Which lines in the data below contain the word "white"? Return each of them in full.

-- Source material start --

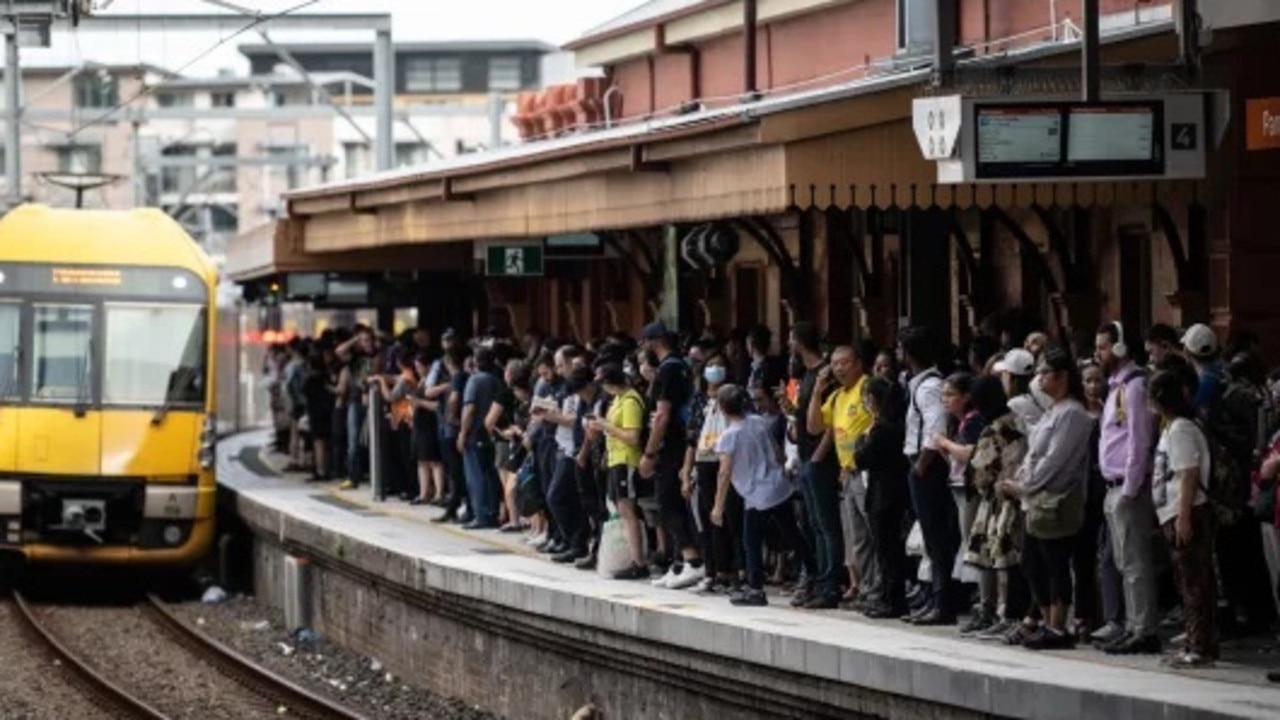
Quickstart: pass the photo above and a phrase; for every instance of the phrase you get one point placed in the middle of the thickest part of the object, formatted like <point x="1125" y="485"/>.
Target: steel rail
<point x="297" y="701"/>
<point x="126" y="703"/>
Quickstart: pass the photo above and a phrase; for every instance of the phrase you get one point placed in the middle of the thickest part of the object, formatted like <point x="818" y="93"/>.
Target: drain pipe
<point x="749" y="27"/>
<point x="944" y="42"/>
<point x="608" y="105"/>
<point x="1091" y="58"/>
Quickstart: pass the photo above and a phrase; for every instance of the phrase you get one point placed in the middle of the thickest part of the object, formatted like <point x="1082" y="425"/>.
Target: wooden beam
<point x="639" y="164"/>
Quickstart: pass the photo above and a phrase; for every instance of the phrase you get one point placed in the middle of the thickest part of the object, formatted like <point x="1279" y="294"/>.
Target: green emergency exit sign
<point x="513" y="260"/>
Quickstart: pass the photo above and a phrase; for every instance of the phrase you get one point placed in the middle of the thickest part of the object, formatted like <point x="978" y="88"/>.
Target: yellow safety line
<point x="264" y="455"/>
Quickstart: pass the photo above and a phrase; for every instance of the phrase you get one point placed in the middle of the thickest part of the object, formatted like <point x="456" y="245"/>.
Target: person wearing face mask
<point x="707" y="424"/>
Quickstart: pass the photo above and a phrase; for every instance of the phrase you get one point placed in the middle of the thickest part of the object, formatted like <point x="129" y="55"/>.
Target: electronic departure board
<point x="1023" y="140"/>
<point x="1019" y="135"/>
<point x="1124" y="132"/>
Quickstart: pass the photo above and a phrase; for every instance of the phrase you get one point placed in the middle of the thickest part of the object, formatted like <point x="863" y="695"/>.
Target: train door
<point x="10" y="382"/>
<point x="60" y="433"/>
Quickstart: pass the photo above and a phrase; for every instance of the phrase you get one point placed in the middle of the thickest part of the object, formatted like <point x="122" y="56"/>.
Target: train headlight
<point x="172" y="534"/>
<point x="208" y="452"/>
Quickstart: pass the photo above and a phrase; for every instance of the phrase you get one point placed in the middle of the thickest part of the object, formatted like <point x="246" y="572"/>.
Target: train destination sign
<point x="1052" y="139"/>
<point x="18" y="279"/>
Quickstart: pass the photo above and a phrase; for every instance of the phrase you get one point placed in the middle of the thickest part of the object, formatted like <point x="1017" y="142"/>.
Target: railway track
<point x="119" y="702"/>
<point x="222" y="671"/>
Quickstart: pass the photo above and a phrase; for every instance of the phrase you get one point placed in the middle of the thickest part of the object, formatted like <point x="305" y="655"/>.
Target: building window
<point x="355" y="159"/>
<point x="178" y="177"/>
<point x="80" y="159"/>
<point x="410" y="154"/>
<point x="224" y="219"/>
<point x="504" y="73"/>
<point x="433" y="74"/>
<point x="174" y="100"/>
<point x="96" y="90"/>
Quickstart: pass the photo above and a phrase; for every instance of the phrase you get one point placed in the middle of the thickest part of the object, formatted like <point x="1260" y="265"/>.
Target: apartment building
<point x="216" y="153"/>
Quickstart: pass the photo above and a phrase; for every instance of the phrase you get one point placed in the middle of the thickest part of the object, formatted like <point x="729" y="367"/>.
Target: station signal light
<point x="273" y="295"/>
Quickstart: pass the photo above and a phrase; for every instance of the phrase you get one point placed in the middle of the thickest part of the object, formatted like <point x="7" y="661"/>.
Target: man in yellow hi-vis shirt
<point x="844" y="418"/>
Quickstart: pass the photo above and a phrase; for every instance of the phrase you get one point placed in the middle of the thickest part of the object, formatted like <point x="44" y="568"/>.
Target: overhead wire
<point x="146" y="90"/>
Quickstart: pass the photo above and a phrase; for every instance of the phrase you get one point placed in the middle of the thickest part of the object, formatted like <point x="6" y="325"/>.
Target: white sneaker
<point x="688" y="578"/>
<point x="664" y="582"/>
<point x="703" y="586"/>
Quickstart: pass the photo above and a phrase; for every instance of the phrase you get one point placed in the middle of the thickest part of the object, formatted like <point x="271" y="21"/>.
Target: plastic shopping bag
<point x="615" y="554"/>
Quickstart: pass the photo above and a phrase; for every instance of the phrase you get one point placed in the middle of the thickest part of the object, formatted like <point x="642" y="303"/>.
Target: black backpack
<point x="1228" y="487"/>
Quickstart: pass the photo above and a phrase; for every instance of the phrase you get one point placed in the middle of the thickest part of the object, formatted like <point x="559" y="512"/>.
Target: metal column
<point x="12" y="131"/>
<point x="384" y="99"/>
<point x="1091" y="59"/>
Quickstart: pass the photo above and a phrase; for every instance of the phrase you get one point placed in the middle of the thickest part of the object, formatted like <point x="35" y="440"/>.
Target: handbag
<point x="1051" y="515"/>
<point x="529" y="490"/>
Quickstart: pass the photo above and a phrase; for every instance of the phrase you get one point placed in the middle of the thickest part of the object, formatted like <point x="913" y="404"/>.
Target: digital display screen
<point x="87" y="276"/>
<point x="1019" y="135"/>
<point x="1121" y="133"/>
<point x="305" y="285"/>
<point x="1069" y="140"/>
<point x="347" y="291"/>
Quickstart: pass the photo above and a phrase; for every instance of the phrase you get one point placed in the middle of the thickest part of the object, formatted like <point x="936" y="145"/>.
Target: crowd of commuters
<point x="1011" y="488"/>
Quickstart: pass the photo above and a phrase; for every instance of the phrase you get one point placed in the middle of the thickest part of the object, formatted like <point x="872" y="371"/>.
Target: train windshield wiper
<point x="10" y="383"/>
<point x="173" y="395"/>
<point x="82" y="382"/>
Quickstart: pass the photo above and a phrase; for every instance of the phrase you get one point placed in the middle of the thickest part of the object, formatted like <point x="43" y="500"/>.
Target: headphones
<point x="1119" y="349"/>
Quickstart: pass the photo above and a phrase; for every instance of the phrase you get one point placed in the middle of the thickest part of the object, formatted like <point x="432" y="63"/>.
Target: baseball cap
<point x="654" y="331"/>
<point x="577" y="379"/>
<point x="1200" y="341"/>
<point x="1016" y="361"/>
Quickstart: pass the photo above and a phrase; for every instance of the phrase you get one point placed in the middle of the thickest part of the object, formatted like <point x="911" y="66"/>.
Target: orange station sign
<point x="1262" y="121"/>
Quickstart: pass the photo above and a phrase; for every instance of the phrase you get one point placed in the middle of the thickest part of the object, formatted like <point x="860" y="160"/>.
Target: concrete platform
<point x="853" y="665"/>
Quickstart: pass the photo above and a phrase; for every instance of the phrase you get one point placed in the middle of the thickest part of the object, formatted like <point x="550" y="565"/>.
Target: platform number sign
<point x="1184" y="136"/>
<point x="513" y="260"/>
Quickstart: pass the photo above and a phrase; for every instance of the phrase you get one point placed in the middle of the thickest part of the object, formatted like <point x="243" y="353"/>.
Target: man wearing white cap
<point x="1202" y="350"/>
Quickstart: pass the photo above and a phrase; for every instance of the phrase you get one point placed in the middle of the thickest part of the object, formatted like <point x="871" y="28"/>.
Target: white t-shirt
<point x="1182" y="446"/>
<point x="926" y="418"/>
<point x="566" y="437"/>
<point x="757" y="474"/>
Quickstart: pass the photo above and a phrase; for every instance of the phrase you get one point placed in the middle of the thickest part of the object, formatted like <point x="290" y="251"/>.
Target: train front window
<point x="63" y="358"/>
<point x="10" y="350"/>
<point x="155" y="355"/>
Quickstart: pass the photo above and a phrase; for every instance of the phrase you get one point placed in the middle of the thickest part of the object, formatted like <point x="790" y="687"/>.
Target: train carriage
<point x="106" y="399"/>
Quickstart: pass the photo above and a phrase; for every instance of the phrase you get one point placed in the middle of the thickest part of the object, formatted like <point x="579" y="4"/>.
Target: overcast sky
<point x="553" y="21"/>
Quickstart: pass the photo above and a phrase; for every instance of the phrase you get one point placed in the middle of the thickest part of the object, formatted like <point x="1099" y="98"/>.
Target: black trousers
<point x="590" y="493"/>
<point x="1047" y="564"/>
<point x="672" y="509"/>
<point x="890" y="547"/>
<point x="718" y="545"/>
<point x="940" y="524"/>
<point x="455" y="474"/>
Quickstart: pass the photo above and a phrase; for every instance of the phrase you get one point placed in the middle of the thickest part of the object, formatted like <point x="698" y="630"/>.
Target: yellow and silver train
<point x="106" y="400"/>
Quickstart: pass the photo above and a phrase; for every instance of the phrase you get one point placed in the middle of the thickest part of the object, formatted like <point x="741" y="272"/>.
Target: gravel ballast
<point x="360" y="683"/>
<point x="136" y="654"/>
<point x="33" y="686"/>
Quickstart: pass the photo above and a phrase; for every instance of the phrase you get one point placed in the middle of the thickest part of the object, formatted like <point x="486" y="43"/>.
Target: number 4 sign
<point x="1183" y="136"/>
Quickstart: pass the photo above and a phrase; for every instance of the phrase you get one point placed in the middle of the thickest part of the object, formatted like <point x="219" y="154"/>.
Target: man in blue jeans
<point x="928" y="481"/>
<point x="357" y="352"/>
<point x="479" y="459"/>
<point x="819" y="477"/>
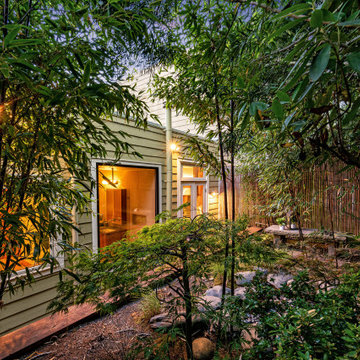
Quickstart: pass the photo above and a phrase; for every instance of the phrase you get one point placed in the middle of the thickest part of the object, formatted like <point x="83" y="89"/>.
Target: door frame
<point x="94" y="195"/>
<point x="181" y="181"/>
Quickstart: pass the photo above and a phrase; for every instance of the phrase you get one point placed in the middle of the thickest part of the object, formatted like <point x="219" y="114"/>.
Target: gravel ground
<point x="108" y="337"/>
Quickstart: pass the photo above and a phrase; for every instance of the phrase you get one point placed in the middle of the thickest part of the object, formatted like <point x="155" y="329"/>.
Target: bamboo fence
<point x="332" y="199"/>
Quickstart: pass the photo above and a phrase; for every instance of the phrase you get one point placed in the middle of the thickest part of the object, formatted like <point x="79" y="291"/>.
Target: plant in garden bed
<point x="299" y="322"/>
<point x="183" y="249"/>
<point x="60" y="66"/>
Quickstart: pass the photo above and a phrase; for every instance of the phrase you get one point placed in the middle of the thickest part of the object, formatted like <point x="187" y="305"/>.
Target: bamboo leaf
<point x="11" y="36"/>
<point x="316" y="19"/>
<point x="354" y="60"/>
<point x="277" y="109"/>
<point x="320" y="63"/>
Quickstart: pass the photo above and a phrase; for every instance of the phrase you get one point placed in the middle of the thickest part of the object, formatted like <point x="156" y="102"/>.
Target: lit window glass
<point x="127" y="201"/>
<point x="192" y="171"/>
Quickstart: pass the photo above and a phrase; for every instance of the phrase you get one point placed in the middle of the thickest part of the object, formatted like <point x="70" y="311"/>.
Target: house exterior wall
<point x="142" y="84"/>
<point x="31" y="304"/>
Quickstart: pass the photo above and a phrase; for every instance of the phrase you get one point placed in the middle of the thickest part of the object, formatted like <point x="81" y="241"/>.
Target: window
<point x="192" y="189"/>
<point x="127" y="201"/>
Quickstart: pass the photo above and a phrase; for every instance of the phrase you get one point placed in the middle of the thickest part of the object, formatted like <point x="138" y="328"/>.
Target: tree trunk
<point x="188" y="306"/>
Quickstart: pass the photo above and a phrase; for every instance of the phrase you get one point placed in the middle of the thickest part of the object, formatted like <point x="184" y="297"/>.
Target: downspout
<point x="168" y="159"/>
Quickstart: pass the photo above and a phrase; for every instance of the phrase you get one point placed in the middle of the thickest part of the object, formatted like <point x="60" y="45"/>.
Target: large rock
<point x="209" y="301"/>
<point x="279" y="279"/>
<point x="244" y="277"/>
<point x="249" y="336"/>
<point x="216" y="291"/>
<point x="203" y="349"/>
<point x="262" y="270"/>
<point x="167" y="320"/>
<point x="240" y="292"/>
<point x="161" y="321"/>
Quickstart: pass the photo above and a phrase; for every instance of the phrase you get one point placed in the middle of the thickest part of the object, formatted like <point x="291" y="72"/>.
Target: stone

-- Source material end --

● **Solution**
Target: white sneaker
Target: man wearing white cap
Target: white t-shirt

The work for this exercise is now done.